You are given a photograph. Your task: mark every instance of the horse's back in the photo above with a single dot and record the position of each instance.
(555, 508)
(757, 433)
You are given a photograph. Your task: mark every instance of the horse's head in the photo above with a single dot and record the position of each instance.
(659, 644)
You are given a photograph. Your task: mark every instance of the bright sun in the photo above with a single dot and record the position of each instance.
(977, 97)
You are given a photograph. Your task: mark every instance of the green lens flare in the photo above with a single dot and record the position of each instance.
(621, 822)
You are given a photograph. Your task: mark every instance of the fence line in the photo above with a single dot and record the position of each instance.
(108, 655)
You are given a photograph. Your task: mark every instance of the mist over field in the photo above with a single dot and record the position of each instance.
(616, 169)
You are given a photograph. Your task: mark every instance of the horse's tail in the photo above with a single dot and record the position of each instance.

============================================================

● AIM OF THE EXERCISE
The answer must be the line containing "of the green" and every line after it to the end of the records, repeated exactly.

● ANSWER TO THIS TASK
You are given a photograph. Your task: mark every instance of the green lens flare in the photo above with a single dot and record the position of each instance.
(621, 822)
You are given a photograph. Your task: mark every instance of the fence line in the photo above with a single dot and record the position of each instance.
(108, 655)
You are given a photograph. Your task: mark every instance of the mist over field in the photo above with a single dot and record the position of each instance.
(616, 169)
You are given a photograph. Your task: mark every instance of the horse's tail in the photo above with a single dot and record the position of each instance.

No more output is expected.